--- RECORDS SHOWN ---
**********

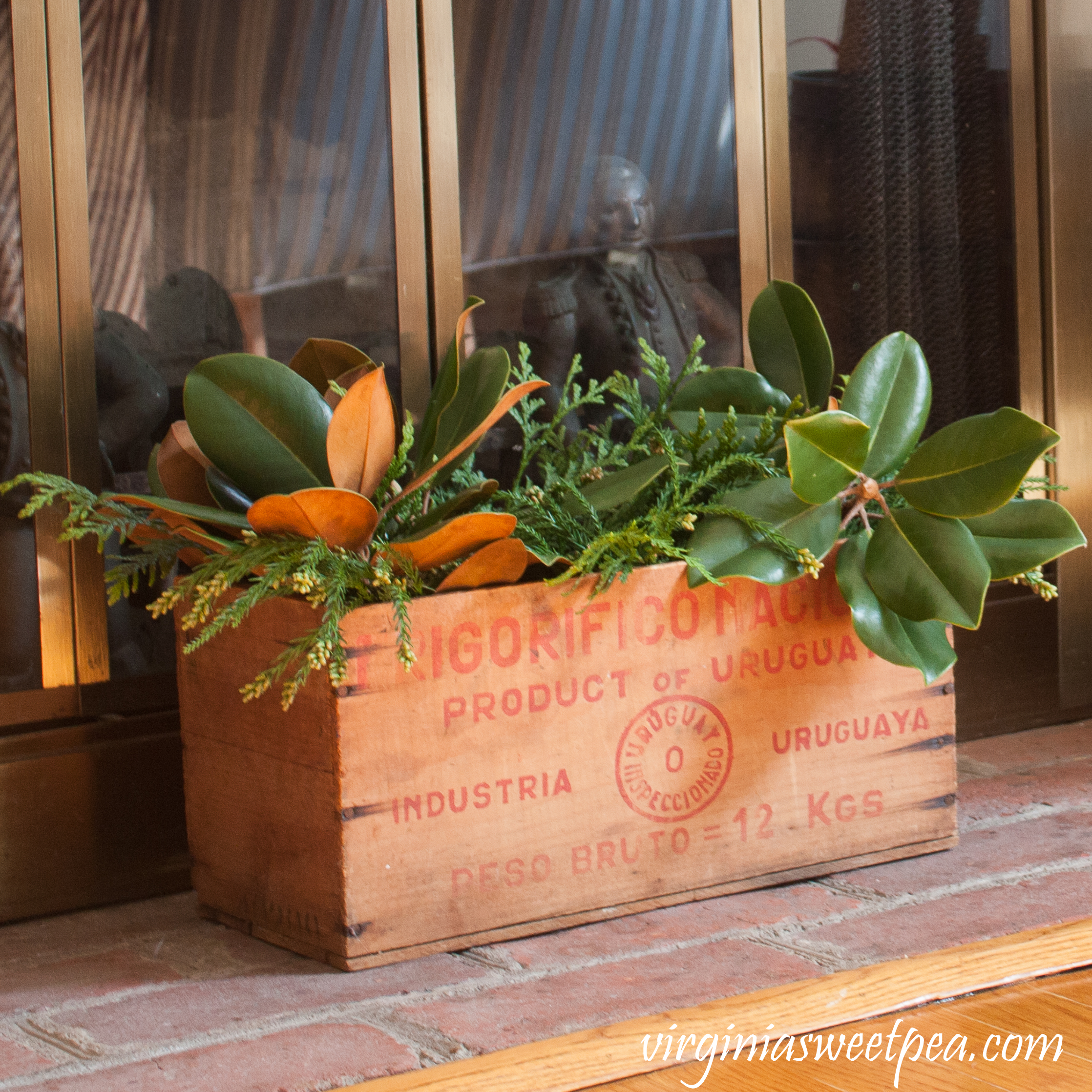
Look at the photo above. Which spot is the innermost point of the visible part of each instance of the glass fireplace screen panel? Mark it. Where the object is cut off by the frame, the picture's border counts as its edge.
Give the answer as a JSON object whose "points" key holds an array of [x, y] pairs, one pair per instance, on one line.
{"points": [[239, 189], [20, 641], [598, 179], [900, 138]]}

**********

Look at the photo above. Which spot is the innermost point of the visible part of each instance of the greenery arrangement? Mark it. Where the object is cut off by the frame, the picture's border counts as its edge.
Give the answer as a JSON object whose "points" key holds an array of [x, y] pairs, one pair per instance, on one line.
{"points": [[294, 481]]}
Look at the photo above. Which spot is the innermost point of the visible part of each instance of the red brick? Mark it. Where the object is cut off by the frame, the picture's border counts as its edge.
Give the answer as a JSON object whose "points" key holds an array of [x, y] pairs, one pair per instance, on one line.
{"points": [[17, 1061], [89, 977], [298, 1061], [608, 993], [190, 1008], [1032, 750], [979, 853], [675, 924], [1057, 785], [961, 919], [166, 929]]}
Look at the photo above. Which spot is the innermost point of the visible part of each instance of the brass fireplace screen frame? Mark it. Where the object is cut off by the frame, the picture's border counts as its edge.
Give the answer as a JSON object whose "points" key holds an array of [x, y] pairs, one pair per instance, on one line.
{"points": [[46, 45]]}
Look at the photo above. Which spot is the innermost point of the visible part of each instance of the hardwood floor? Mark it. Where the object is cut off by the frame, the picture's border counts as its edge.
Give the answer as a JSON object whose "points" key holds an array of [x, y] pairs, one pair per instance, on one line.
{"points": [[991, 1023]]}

**********

How many lines of the material contain the string "screen"? Answer with that number alone.

2